=== Begin Enclosure ===
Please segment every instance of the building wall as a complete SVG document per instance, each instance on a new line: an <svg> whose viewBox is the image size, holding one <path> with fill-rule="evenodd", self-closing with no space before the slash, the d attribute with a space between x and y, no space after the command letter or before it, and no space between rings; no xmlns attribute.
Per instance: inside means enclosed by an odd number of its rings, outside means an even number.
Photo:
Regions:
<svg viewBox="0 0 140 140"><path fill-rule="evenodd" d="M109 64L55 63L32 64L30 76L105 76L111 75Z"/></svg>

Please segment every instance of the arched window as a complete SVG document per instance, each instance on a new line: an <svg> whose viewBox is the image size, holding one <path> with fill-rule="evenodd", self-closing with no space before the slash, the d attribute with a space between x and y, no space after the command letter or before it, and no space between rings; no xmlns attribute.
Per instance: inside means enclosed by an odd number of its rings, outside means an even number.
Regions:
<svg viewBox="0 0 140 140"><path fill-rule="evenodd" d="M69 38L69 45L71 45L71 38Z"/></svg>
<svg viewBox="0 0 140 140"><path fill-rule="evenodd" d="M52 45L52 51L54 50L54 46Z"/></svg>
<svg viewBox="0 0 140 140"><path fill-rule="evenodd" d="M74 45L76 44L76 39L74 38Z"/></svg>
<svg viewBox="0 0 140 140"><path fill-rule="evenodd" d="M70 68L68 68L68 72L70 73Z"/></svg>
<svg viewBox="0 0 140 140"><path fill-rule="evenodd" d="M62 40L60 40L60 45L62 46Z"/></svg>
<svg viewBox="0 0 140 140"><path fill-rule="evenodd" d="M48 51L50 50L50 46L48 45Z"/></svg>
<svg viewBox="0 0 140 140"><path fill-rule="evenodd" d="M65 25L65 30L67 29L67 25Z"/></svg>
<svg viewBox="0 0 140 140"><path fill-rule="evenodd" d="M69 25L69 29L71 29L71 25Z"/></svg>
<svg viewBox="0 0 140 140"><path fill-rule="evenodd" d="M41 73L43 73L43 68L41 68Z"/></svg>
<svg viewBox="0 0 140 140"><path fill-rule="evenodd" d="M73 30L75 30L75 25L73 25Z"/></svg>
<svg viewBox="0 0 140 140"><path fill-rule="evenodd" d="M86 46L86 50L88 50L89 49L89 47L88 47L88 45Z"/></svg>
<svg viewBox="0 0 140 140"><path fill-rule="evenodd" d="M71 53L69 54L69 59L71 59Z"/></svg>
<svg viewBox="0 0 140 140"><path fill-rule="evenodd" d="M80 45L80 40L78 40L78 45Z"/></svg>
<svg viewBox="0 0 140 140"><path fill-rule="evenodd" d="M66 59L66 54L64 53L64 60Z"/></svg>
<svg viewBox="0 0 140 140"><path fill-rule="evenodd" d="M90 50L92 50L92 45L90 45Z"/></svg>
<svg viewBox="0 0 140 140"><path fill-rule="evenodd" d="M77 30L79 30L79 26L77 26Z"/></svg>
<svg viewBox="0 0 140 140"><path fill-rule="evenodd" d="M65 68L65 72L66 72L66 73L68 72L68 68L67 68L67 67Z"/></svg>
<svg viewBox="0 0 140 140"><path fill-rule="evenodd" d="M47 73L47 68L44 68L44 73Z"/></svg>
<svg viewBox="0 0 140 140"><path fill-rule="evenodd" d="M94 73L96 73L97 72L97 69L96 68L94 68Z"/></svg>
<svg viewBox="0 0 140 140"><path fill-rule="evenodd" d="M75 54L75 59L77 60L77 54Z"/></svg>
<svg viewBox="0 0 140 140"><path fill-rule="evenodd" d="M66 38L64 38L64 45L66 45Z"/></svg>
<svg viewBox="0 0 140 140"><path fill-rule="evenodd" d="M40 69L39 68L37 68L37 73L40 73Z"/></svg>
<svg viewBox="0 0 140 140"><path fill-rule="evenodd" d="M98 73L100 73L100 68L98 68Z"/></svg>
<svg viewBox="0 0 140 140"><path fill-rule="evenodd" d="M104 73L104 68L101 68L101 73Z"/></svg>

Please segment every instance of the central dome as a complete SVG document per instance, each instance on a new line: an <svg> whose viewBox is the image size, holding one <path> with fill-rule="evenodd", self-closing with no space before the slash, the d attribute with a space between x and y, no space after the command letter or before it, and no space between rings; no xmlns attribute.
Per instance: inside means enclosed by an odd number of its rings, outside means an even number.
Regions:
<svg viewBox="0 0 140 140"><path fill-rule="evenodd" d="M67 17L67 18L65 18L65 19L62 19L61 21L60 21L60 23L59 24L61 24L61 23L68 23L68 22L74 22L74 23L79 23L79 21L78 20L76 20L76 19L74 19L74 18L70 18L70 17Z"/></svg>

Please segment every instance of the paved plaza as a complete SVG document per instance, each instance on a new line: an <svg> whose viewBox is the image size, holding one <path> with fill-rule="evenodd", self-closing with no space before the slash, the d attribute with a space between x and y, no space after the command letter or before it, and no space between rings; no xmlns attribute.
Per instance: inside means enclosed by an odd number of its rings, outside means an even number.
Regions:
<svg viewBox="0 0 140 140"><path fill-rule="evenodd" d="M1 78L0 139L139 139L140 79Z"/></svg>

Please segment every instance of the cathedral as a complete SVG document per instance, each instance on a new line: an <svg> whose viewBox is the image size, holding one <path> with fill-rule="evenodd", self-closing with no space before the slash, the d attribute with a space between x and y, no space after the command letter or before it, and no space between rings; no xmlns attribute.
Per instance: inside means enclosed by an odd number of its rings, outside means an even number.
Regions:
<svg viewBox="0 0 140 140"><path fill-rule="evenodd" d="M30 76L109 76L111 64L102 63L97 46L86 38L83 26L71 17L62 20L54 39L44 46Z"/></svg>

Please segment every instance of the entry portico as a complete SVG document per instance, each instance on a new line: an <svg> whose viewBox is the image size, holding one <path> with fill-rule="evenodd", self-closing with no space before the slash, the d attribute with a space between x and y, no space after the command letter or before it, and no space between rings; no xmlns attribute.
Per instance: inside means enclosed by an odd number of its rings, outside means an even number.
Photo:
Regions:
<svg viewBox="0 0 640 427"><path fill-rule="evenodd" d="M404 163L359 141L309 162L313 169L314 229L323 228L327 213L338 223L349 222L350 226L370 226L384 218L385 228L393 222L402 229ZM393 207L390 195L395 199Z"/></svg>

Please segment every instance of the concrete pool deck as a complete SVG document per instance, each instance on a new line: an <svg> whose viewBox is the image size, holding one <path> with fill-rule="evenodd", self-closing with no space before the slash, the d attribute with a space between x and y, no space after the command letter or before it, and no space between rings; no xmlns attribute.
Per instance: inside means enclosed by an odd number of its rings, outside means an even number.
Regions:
=== End Enclosure ===
**AIM OF THE EXERCISE**
All of the data is to be written out again, word for word.

**WRITTEN SOLUTION**
Please segment every instance of the building wall as a complete SVG document per instance, each instance on a new line: an <svg> whose viewBox is the image size, holding one <path> with fill-rule="evenodd", self-closing with no space before the slash, the d attribute with a space between x and y, no space after the command letter or before it, and no space between rings; no xmlns attribute.
Per instance: inside means enclosed by an odd number of its rings, outside means an even number.
Photo:
Regions:
<svg viewBox="0 0 140 140"><path fill-rule="evenodd" d="M109 64L55 63L32 64L30 76L105 76L111 75Z"/></svg>

Please segment every instance of the arched window as a complete SVG document per instance, each instance on a new line: an <svg> whose viewBox is the image size, holding one <path> with fill-rule="evenodd", self-closing with no space before the slash, the d attribute with a space between x and y, no space after the command letter or before it, and no space between rings; no xmlns attribute.
Per instance: inside means enclosed by an odd number of its rings, outside means an even number.
Regions:
<svg viewBox="0 0 140 140"><path fill-rule="evenodd" d="M69 38L69 45L71 45L71 38Z"/></svg>
<svg viewBox="0 0 140 140"><path fill-rule="evenodd" d="M52 45L52 51L54 50L54 46Z"/></svg>
<svg viewBox="0 0 140 140"><path fill-rule="evenodd" d="M74 45L76 44L76 39L74 38Z"/></svg>
<svg viewBox="0 0 140 140"><path fill-rule="evenodd" d="M70 68L68 68L68 72L70 73Z"/></svg>
<svg viewBox="0 0 140 140"><path fill-rule="evenodd" d="M62 40L60 40L60 45L62 46Z"/></svg>
<svg viewBox="0 0 140 140"><path fill-rule="evenodd" d="M48 51L50 50L50 46L48 45Z"/></svg>
<svg viewBox="0 0 140 140"><path fill-rule="evenodd" d="M65 25L65 30L67 29L67 25Z"/></svg>
<svg viewBox="0 0 140 140"><path fill-rule="evenodd" d="M69 25L69 29L71 29L71 25Z"/></svg>
<svg viewBox="0 0 140 140"><path fill-rule="evenodd" d="M41 73L43 73L43 68L41 68Z"/></svg>
<svg viewBox="0 0 140 140"><path fill-rule="evenodd" d="M73 30L75 30L75 25L73 25Z"/></svg>
<svg viewBox="0 0 140 140"><path fill-rule="evenodd" d="M86 46L86 50L88 50L89 49L89 47L88 47L88 45Z"/></svg>
<svg viewBox="0 0 140 140"><path fill-rule="evenodd" d="M71 53L69 54L69 59L71 59Z"/></svg>
<svg viewBox="0 0 140 140"><path fill-rule="evenodd" d="M80 45L80 40L78 40L78 45Z"/></svg>
<svg viewBox="0 0 140 140"><path fill-rule="evenodd" d="M66 59L66 54L64 53L64 60Z"/></svg>
<svg viewBox="0 0 140 140"><path fill-rule="evenodd" d="M90 50L92 50L92 45L90 45Z"/></svg>
<svg viewBox="0 0 140 140"><path fill-rule="evenodd" d="M77 30L79 30L79 26L77 26Z"/></svg>
<svg viewBox="0 0 140 140"><path fill-rule="evenodd" d="M65 68L65 72L66 72L66 73L68 72L68 68L67 68L67 67Z"/></svg>
<svg viewBox="0 0 140 140"><path fill-rule="evenodd" d="M47 73L47 68L44 68L44 73Z"/></svg>
<svg viewBox="0 0 140 140"><path fill-rule="evenodd" d="M94 73L96 73L97 72L97 69L96 68L94 68Z"/></svg>
<svg viewBox="0 0 140 140"><path fill-rule="evenodd" d="M75 54L75 59L77 60L77 54Z"/></svg>
<svg viewBox="0 0 140 140"><path fill-rule="evenodd" d="M66 38L64 38L64 45L66 45Z"/></svg>
<svg viewBox="0 0 140 140"><path fill-rule="evenodd" d="M40 69L39 68L37 68L37 73L40 73Z"/></svg>
<svg viewBox="0 0 140 140"><path fill-rule="evenodd" d="M98 73L100 73L100 68L98 68Z"/></svg>
<svg viewBox="0 0 140 140"><path fill-rule="evenodd" d="M104 73L104 68L101 68L101 73Z"/></svg>

Please segment every instance of the central dome as a complete SVG document per instance, each instance on a new line: an <svg> whose viewBox is the image size, holding one <path> with fill-rule="evenodd", self-closing with no space before the slash, the d attribute with a space between x and y, no space after the command letter or before it, and no space between rings; no xmlns attribute.
Per instance: inside means enclosed by an odd number of its rings, outside means an even number.
Regions:
<svg viewBox="0 0 140 140"><path fill-rule="evenodd" d="M67 17L67 18L65 18L65 19L62 19L61 21L60 21L60 23L59 24L61 24L61 23L68 23L68 22L74 22L74 23L79 23L79 21L78 20L76 20L76 19L74 19L74 18L70 18L70 17Z"/></svg>

Please segment every instance of the paved plaza as a complete SVG document per instance, each instance on a new line: an <svg> whose viewBox is the image size, holding one <path> with fill-rule="evenodd", self-closing with no space before the slash, the d attribute with a space between x and y, no space after the command letter or before it, and no space between rings; no xmlns attribute.
Per instance: inside means enclosed by an odd number of its rings, outside means an even number.
Regions:
<svg viewBox="0 0 140 140"><path fill-rule="evenodd" d="M1 78L0 139L139 139L140 79Z"/></svg>

Please segment every instance of the cathedral as a complete SVG document per instance, each instance on a new line: an <svg> whose viewBox is the image size, holding one <path> with fill-rule="evenodd", self-closing with no space before the slash, the d attribute with a space between x and y, no space after the command letter or before it, and no space between rings; no xmlns attribute.
Per instance: inside means enclosed by an odd number of its rings, outside means an even number.
Regions:
<svg viewBox="0 0 140 140"><path fill-rule="evenodd" d="M30 76L109 76L111 64L102 63L97 46L86 38L83 26L71 17L62 20L54 39L44 46Z"/></svg>

Please segment every instance of the entry portico as a complete SVG document per instance, each instance on a new line: an <svg> whose viewBox is the image size, holding one <path> with fill-rule="evenodd", self-closing with no space before the slash, the d attribute with a space between x and y, no space after the command letter or before it, and no space between rings; no xmlns attribute.
Per instance: inside means enclosed by an odd number of its rings, outside means an even number.
Photo:
Regions:
<svg viewBox="0 0 640 427"><path fill-rule="evenodd" d="M404 163L359 141L309 162L313 169L314 229L323 228L327 213L338 223L349 222L350 226L370 226L384 218L385 228L393 222L402 229ZM393 207L390 195L395 199Z"/></svg>

Please segment every instance of the concrete pool deck as a complete SVG document per instance, each instance on a new line: an <svg> whose viewBox is the image size, holding one <path> with fill-rule="evenodd", self-closing with no space before the slash, the d attribute with a space between x and y, no space after the command letter or before it, and no space between rings; no xmlns attribute.
Per instance: inside means enclosed by an odd number of its rings, outside means an even number.
Regions:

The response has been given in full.